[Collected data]
========
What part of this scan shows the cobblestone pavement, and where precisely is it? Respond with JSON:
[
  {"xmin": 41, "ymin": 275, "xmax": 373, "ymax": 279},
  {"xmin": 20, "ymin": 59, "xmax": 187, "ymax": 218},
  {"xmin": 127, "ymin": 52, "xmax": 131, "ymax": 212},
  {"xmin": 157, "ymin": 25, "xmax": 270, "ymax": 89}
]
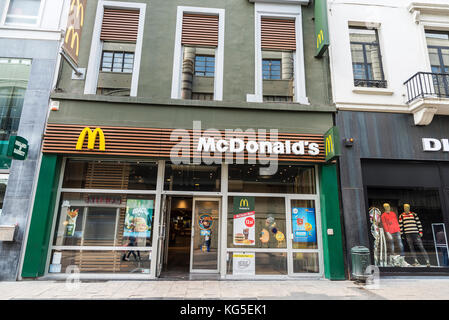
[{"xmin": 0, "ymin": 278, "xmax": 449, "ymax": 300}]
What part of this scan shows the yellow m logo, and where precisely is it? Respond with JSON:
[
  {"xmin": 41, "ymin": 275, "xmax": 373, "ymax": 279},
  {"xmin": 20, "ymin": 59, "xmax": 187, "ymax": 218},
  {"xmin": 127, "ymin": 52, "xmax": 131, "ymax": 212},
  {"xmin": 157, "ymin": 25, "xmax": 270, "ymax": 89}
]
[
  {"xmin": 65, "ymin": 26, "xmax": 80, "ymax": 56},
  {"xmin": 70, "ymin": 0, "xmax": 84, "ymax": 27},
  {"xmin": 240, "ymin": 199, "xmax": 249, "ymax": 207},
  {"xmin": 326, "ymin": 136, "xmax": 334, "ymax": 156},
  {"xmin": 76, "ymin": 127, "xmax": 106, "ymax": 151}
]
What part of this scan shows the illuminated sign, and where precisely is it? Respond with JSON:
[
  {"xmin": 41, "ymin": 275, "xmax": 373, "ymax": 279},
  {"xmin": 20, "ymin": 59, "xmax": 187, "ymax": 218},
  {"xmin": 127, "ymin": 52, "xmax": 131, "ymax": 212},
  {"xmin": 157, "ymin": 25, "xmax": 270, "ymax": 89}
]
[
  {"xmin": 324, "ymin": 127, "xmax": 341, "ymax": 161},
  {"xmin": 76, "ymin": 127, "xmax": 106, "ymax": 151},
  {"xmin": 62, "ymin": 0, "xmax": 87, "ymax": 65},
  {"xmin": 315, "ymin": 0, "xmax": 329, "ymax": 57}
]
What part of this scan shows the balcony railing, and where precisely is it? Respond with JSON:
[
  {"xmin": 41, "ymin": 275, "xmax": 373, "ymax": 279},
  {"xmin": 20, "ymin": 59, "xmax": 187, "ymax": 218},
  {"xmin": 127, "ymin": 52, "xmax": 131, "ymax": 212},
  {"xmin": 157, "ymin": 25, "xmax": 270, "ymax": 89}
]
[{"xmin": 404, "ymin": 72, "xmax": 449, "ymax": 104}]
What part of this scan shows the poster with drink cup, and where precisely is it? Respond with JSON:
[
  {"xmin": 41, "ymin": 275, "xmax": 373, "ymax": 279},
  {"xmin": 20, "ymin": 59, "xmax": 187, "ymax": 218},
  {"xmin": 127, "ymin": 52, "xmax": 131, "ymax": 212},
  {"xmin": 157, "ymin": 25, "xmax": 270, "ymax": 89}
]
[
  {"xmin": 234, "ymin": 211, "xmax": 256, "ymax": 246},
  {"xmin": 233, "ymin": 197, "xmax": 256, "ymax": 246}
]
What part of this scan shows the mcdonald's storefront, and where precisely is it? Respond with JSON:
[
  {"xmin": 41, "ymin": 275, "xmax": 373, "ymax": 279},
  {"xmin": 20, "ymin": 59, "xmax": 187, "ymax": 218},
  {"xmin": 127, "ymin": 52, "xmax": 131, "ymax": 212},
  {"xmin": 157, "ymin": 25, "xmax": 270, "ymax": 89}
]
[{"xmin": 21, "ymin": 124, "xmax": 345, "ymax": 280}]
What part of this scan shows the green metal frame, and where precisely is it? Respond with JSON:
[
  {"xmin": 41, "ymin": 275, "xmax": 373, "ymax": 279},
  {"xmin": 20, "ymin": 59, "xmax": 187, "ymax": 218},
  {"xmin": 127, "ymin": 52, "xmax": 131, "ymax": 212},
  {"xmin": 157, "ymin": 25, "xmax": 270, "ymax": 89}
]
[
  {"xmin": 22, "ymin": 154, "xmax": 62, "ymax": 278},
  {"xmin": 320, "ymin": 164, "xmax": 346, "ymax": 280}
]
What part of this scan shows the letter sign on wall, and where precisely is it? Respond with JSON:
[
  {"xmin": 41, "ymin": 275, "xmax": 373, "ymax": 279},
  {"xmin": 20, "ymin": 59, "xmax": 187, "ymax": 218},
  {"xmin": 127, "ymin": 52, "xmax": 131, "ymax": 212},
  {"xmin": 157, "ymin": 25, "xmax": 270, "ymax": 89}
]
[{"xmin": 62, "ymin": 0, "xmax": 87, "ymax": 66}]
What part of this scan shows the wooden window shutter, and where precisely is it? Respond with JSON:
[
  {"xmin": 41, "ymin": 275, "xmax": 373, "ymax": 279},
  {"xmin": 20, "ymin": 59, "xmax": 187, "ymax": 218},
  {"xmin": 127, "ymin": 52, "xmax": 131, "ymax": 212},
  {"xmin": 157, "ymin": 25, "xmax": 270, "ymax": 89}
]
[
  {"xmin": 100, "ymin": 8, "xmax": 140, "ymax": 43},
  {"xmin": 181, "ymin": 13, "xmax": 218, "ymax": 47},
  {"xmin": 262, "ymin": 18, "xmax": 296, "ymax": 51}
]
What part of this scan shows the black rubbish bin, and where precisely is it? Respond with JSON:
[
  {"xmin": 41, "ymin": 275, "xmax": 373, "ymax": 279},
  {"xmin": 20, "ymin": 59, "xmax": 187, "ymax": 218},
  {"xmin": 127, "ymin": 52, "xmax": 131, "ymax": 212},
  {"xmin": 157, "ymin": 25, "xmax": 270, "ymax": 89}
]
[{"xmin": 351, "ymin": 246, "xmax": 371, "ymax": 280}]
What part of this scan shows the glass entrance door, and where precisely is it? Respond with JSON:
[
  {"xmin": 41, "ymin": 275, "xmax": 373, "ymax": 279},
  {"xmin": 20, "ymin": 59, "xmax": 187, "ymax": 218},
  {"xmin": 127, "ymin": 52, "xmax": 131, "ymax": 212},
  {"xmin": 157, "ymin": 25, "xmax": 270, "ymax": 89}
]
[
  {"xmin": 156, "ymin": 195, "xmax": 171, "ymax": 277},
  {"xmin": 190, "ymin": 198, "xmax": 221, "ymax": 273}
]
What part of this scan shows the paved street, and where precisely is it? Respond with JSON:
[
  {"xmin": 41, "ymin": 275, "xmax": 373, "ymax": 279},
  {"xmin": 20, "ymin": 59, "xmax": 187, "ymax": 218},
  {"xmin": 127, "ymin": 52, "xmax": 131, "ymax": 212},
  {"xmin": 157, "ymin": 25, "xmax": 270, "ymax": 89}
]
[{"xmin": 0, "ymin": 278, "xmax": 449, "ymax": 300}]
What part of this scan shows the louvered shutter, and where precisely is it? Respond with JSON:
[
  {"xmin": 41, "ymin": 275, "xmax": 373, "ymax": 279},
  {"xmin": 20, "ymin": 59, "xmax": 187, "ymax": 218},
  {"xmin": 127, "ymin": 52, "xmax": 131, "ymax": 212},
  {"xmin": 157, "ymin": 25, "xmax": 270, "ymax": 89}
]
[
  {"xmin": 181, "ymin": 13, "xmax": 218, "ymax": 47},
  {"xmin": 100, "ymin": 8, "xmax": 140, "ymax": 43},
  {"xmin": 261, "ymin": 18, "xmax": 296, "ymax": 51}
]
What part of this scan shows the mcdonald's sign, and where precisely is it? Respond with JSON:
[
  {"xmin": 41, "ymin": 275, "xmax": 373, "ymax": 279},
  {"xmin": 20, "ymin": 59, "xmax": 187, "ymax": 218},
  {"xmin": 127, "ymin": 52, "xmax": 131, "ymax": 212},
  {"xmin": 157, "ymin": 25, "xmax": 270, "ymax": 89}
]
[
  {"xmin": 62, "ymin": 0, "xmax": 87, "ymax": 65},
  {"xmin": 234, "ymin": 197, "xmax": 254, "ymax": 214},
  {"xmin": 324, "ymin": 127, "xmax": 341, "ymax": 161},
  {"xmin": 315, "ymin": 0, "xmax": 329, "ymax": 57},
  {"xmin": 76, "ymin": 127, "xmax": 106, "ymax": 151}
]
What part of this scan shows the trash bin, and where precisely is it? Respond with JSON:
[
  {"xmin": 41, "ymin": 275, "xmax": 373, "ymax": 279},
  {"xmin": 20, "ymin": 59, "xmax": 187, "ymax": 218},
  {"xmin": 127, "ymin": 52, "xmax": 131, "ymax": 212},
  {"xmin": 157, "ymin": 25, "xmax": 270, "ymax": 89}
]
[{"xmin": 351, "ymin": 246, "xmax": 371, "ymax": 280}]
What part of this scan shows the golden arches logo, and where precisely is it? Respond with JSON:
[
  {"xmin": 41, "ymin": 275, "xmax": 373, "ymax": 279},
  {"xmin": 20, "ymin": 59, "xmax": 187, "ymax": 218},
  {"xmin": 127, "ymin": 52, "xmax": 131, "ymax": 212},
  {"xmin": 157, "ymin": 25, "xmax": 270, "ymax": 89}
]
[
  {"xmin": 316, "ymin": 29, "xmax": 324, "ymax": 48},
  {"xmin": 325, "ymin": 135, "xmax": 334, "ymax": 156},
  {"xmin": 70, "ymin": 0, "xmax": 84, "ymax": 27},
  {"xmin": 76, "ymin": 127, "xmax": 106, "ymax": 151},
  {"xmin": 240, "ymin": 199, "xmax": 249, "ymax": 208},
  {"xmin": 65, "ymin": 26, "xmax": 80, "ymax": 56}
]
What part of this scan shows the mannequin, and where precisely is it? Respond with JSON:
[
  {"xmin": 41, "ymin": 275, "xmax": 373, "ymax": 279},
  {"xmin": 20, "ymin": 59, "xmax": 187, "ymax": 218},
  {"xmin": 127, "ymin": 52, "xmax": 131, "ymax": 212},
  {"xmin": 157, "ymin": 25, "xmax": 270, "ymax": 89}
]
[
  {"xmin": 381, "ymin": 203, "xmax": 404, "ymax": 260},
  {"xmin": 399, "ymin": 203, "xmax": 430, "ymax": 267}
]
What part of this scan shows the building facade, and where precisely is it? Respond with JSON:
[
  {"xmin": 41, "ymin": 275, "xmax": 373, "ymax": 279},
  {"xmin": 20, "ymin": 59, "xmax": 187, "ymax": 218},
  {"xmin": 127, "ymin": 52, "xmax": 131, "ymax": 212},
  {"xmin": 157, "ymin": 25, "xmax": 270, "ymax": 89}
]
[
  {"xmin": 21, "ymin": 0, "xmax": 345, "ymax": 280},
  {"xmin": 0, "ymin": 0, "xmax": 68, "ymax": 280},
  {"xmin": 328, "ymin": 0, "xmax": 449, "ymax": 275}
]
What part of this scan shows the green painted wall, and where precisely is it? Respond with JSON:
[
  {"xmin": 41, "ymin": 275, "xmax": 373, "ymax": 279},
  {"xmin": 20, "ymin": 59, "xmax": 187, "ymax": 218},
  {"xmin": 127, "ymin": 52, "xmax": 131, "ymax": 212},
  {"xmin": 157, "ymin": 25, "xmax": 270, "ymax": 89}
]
========
Can you arrange the records as a Markdown table with the columns Row and Line, starting at the line that contains "What part of this scan shows the mannequin, and" and stopping after the last line of the records, with blank lines left out?

| Row | Line |
|---|---|
| 1 | What part of this scan shows the mannequin, and where precisely is it? Respond with JSON: |
| 2 | [ |
| 3 |   {"xmin": 41, "ymin": 275, "xmax": 373, "ymax": 279}, |
| 4 |   {"xmin": 20, "ymin": 59, "xmax": 187, "ymax": 218}, |
| 5 |   {"xmin": 127, "ymin": 52, "xmax": 131, "ymax": 212}, |
| 6 |   {"xmin": 157, "ymin": 25, "xmax": 270, "ymax": 89} |
| 7 | ] |
| 8 | [ |
| 9 |   {"xmin": 381, "ymin": 203, "xmax": 404, "ymax": 260}, |
| 10 |   {"xmin": 399, "ymin": 203, "xmax": 430, "ymax": 267} |
| 11 | ] |
| 12 | What part of this scan shows the building facade, and where precisely is it? Respond with JSON: |
| 13 | [ |
| 14 |   {"xmin": 41, "ymin": 275, "xmax": 373, "ymax": 279}, |
| 15 |   {"xmin": 20, "ymin": 59, "xmax": 187, "ymax": 218}, |
| 16 |   {"xmin": 127, "ymin": 52, "xmax": 131, "ymax": 212}, |
| 17 |   {"xmin": 157, "ymin": 25, "xmax": 270, "ymax": 89} |
| 18 | ] |
| 19 | [ |
| 20 |   {"xmin": 21, "ymin": 0, "xmax": 345, "ymax": 280}, |
| 21 |   {"xmin": 0, "ymin": 0, "xmax": 68, "ymax": 280}, |
| 22 |   {"xmin": 328, "ymin": 0, "xmax": 449, "ymax": 275} |
| 23 | ] |
| 24 | What part of this scan shows the green painted wall, and where precisely is it? Respond with JSON: |
| 25 | [ |
| 26 |   {"xmin": 41, "ymin": 275, "xmax": 373, "ymax": 279}, |
| 27 |   {"xmin": 20, "ymin": 59, "xmax": 187, "ymax": 218}, |
| 28 |   {"xmin": 127, "ymin": 52, "xmax": 131, "ymax": 212}, |
| 29 |   {"xmin": 157, "ymin": 25, "xmax": 270, "ymax": 89} |
| 30 | ] |